Selected text
* begin *

= Mahmud Qabadu =

Mahmud Qabadu (1812–1872) of Tunisia, also Muhammad Qabadu, was a scholar of Quranic studies, a progressive member of the ulama, a long-time professor at the Zaytuna mosque academy, and a poet. Shaykh Mahmūd Qabādū served as a qadi to the chief judge and latter as mufti in Tunis.

==Life and career==

When he was young, Mahmud Qabadu left Tunisia to study at a sufi center in Tripolitania, that of the Madaniyya tarika, a branch of the Darqawa. Eventually he traveled to Istanbul. There he became associated with the leading jurist 'Arif Bey, who was the shaykh al-Islam (Turkish: seyhul-islam), and who was also a partisan of the Tanzimat reforms then at issue in the Ottoman Empire.

In 1842 the Tunisian ruler Ahmed Bey, himself a reformer, sent his private secretary (probably Bin Diyaf) to Istanbul in order to offer Mahmud Qabadu a post at the new Bardo Military Academy (al-Maktab al-Harbi) in Tunis. Qabadu accepted and returned to Tunis, becoming professor of Arabic and Islamic studies. For many years he taught as "one of the most preeminent teachers" not only at the Bardo, but also at the Zitouna Mosque-University in Tunis. At Zitouna, Mahmud Qabadu and others molded its educational development along the lines of Islamic reform.

The governmental and social changes initiated under Ahmed Bey stamped the era as one of modernizing reform in Tunisia. Qabadu became an important insider of the reforming "party," led by the bey's minister, Khair al-Din. These reforms continued under the next two rulers, Muhammad Bey and Sadok Bey. The overall nineteenth-century reform era, including Qabadu's significant contributions, formed a historic platform for the construction of further republican reforms after independence.

* end *

Work required
Quote the passage of the Mahmud Qabadu text starting with "Mahmud Qabadu (1812–1872)" and going on through "mufti in Tunis.", word for word.

Entries from a pointing dataset:
* begin *

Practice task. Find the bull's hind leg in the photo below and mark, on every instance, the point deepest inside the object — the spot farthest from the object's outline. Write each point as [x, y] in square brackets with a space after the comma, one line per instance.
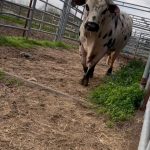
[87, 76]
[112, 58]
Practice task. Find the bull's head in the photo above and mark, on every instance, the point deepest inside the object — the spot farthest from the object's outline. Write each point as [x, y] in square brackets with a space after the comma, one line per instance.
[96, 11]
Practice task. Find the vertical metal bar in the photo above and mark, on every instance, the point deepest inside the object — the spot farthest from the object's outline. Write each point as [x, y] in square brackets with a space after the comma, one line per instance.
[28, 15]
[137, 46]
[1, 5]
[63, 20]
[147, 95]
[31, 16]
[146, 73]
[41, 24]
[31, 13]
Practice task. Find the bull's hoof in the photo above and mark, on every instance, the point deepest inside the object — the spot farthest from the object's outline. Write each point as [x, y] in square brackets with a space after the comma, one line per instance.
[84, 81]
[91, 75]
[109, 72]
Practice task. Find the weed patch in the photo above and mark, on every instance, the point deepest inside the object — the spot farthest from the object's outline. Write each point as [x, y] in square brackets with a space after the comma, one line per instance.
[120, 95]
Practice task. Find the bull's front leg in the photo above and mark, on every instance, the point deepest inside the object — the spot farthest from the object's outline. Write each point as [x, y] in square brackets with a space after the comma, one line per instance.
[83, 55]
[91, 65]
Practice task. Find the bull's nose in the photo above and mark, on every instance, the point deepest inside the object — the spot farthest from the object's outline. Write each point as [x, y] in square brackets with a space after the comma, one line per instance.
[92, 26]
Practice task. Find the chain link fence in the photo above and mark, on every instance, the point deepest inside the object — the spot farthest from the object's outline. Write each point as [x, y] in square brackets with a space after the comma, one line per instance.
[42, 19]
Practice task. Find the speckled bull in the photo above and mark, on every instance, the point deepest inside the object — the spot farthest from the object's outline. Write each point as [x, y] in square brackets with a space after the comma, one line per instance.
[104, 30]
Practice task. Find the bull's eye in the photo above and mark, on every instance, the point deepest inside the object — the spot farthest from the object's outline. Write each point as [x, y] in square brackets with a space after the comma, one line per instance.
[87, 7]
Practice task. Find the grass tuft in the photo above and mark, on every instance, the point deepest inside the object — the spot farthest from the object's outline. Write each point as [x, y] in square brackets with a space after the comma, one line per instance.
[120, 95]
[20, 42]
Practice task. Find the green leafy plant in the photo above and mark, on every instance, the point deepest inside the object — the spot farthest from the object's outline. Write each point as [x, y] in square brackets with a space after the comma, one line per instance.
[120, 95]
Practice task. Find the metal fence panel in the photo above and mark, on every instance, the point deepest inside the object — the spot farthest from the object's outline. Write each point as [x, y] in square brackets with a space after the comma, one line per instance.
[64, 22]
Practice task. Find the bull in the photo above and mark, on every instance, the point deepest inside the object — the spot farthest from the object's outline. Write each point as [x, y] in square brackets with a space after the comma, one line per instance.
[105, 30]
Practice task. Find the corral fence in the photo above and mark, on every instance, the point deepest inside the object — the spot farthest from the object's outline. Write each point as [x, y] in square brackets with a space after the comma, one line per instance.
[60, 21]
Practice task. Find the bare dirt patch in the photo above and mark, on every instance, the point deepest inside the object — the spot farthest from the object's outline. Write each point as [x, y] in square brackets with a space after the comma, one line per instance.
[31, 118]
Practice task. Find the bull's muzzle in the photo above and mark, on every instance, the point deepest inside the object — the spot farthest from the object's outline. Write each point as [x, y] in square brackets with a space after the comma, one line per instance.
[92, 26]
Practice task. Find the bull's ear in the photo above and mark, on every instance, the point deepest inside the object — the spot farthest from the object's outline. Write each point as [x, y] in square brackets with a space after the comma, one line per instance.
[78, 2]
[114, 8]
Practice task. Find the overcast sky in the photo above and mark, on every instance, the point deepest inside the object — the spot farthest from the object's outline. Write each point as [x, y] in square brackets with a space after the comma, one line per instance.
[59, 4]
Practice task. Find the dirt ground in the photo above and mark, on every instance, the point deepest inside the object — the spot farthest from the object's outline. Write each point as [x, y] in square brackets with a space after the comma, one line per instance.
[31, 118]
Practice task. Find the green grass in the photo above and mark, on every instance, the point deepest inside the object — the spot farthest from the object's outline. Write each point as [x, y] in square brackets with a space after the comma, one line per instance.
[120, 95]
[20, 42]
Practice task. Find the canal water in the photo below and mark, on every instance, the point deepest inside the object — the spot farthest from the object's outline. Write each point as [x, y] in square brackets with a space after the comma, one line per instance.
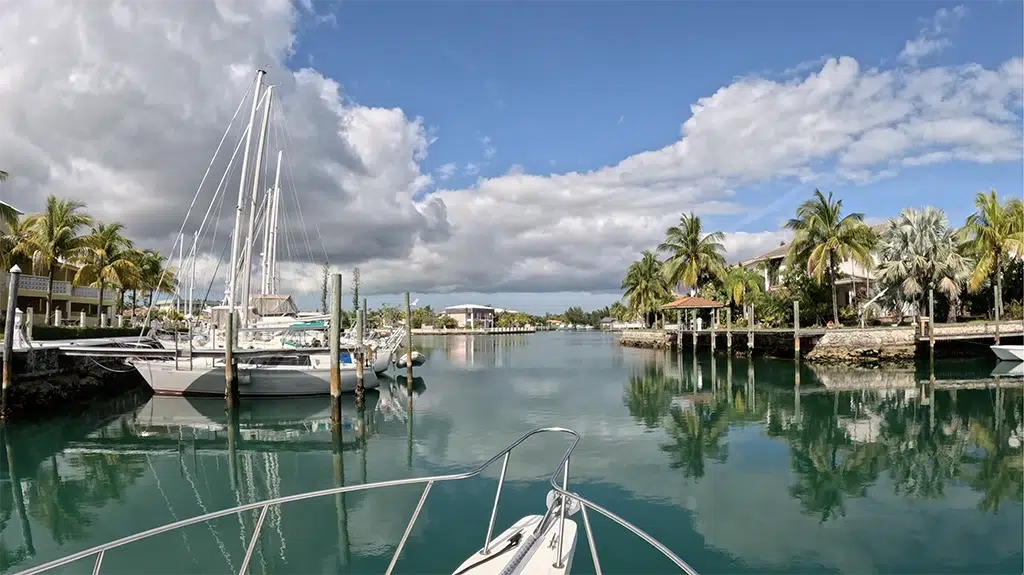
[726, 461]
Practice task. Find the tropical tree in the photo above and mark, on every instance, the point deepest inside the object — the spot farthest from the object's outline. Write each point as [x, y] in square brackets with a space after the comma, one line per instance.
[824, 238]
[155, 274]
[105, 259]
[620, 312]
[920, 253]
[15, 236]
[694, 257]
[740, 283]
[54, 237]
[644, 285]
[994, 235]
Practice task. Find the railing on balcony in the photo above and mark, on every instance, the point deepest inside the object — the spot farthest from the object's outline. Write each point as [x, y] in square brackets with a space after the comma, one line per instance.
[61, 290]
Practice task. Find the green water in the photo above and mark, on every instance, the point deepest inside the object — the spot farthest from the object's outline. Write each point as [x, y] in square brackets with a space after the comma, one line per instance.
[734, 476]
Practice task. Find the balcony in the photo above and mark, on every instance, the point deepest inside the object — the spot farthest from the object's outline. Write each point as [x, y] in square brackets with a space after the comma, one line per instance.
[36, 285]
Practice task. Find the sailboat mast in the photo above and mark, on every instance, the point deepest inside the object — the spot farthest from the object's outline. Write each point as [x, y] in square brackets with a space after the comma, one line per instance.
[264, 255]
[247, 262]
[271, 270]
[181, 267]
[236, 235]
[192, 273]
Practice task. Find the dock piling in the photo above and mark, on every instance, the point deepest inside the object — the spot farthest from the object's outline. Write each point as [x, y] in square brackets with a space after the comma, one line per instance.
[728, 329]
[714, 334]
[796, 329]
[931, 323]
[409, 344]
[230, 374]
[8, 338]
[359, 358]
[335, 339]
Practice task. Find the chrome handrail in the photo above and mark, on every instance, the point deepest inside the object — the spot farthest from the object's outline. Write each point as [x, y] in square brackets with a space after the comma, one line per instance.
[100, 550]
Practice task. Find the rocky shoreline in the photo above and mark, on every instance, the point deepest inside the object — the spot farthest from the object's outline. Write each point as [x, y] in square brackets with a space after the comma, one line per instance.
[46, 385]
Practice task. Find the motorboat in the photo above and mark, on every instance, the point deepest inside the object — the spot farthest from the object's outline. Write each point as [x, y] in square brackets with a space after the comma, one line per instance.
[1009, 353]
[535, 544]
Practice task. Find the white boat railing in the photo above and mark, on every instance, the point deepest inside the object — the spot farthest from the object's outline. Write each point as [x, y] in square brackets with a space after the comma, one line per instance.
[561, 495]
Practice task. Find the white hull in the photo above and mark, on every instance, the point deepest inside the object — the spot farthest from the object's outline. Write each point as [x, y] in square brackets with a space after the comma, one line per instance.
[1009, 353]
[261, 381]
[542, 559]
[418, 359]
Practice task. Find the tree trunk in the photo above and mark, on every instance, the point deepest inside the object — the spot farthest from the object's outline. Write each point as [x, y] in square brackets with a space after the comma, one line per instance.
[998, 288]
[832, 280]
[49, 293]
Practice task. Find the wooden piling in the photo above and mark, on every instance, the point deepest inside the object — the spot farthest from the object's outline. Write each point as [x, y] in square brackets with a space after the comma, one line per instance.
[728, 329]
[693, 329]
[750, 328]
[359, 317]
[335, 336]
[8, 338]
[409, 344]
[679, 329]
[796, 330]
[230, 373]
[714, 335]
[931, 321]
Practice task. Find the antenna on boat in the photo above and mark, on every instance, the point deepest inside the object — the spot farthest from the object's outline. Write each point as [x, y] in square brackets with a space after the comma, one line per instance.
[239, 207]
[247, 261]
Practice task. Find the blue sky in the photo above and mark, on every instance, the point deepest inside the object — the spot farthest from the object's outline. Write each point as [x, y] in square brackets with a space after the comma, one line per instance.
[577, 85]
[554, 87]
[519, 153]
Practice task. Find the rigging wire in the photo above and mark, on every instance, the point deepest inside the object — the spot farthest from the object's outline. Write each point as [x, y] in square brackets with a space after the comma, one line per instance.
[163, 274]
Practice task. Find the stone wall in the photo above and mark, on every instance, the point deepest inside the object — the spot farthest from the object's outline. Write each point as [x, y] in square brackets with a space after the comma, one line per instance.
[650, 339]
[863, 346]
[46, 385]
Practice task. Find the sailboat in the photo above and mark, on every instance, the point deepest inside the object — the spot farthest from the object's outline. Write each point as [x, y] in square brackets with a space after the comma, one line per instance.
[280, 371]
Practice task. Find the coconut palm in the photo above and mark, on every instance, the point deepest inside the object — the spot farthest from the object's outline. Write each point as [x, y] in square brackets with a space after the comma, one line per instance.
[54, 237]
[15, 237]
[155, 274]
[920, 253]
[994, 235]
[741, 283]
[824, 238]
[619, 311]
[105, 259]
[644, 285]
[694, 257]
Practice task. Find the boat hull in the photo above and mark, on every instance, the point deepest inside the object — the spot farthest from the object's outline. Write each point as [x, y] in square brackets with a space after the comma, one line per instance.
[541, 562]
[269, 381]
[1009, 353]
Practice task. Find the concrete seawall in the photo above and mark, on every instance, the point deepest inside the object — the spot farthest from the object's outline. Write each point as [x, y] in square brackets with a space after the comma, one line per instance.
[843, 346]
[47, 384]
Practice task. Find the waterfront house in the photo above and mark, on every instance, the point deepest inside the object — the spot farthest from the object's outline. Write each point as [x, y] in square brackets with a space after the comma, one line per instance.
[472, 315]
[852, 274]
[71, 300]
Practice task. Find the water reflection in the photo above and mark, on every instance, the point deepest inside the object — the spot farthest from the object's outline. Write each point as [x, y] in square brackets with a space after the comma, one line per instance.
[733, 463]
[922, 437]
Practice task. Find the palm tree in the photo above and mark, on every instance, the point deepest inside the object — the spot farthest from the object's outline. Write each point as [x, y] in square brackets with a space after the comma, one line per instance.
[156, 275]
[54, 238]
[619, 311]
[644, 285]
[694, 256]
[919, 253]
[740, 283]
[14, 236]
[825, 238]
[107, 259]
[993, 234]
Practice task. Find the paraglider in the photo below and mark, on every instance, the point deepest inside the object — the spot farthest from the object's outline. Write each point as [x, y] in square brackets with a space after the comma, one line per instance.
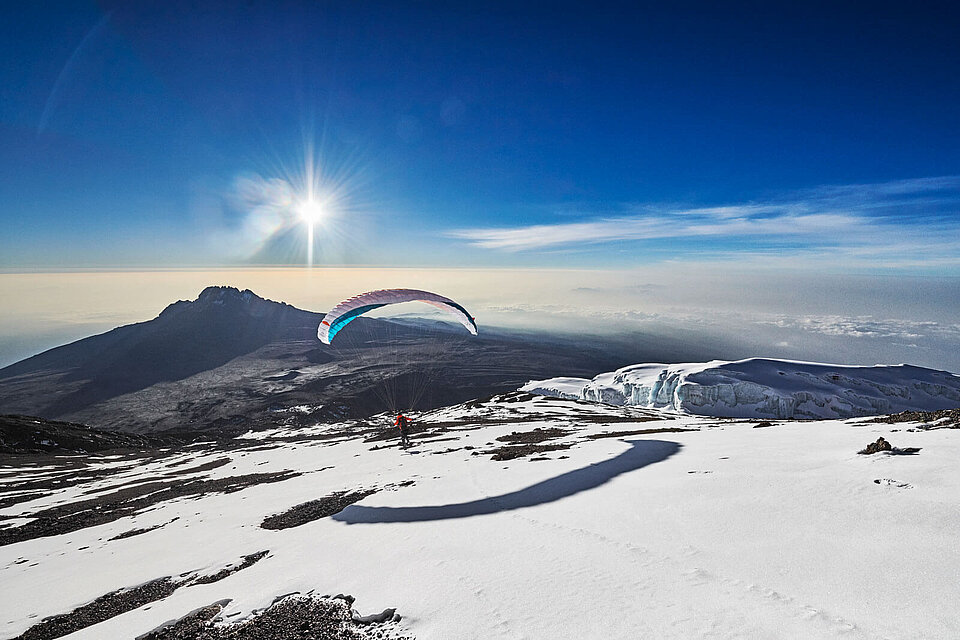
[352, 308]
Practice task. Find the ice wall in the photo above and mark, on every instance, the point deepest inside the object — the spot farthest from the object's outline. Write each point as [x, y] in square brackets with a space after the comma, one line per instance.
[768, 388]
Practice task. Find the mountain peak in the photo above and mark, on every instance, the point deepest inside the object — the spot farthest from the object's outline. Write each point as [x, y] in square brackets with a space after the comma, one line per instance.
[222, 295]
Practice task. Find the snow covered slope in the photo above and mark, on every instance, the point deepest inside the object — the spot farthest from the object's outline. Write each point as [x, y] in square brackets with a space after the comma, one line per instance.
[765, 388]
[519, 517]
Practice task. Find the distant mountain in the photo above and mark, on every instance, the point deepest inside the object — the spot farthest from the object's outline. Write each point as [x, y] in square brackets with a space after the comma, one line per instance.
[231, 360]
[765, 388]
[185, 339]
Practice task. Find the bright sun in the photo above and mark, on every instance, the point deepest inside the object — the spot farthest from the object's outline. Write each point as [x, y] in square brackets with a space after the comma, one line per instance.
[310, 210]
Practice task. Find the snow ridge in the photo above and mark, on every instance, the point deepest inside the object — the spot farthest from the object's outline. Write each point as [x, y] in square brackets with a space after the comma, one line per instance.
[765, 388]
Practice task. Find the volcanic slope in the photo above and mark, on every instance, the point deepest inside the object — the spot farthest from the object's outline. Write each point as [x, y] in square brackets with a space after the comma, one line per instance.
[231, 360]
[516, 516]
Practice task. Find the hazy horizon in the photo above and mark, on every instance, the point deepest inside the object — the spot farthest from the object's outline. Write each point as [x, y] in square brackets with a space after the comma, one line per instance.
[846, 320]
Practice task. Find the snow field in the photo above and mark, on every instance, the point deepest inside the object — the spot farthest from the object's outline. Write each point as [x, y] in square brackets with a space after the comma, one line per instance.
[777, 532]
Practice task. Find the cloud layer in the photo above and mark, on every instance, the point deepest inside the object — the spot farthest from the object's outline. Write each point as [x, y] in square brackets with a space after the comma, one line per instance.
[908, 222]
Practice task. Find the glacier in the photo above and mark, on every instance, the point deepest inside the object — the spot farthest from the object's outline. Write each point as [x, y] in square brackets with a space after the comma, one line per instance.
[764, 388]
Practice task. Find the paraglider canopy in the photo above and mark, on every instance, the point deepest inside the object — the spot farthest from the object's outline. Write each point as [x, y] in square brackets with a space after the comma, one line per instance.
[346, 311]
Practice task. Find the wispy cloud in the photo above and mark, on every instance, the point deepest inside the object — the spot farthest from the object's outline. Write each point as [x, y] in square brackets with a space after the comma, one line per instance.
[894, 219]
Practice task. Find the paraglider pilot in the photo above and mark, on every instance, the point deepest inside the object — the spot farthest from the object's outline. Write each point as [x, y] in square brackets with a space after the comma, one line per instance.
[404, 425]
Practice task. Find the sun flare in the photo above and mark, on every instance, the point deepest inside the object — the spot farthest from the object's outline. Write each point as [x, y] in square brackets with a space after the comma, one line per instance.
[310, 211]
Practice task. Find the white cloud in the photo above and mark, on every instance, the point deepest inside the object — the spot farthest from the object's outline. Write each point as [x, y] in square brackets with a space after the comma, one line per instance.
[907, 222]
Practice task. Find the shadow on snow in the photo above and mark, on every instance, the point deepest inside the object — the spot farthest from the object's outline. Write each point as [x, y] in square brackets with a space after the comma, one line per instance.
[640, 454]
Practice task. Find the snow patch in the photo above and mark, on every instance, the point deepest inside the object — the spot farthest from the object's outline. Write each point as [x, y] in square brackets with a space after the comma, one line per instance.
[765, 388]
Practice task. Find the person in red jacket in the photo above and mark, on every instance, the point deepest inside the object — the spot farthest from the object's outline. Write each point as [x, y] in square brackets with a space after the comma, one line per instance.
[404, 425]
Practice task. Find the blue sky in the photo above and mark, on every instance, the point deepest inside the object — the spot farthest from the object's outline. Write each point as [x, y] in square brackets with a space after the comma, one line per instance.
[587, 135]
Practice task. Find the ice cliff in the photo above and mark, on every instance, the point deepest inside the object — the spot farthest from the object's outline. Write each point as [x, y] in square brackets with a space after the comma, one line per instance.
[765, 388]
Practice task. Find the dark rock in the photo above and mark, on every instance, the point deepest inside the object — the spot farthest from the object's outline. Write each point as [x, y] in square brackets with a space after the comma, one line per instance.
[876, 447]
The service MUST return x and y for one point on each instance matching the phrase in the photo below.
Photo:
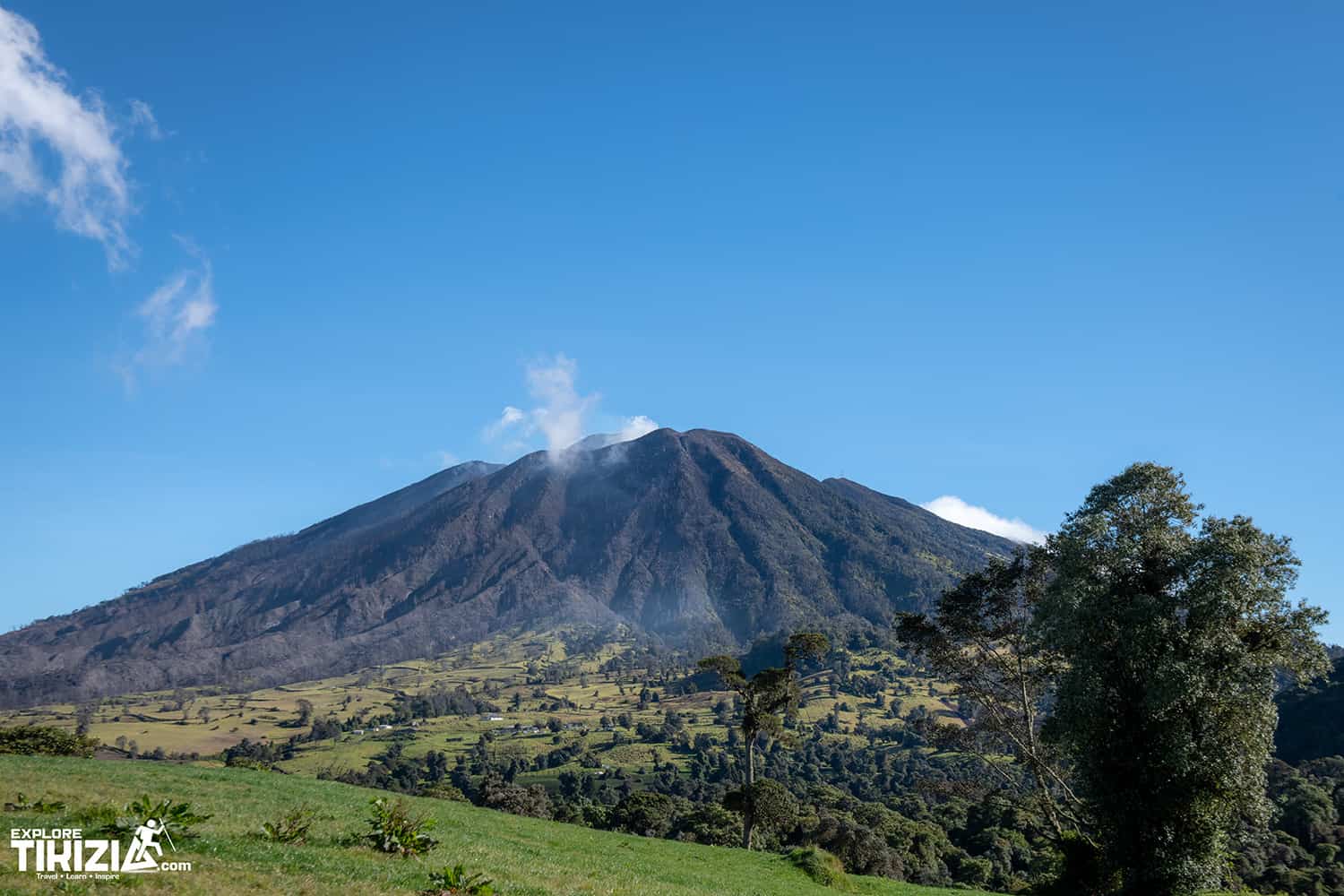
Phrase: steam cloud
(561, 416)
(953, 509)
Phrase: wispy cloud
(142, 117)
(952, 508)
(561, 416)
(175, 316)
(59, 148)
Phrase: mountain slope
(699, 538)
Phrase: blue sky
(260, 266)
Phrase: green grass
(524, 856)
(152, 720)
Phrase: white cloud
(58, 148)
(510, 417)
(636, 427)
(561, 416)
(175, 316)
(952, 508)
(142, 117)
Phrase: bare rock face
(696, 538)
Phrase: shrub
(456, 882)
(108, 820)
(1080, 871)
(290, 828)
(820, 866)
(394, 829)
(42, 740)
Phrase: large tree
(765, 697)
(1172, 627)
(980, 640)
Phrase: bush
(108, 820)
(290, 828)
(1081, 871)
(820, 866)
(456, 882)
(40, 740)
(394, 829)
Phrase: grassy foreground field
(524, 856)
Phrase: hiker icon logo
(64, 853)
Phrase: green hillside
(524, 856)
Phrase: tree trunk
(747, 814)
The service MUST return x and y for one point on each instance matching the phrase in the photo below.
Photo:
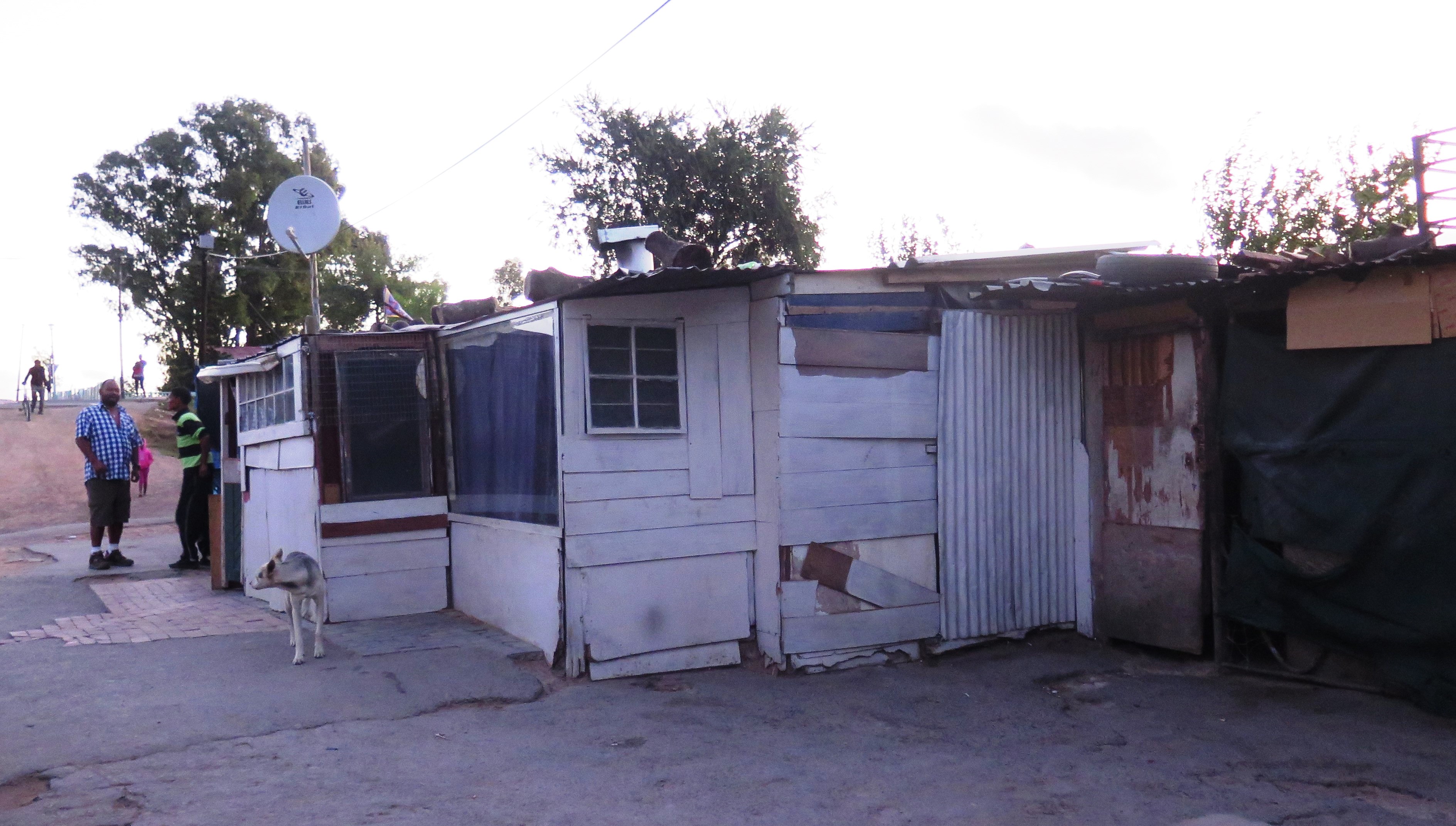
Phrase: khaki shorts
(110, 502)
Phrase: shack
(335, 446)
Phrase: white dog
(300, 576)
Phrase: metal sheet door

* end *

Exercise answer
Mahmud Qabadu (1812–1872) of Tunisia, also Muhammad Qabadu, was a scholar of Quranic studies, a progressive member of the ulama, a long-time professor at the Zaytuna mosque academy, and a poet. Shaykh Mahmūd Qabādū served as a qadi to the chief judge and latter as mufti in Tunis.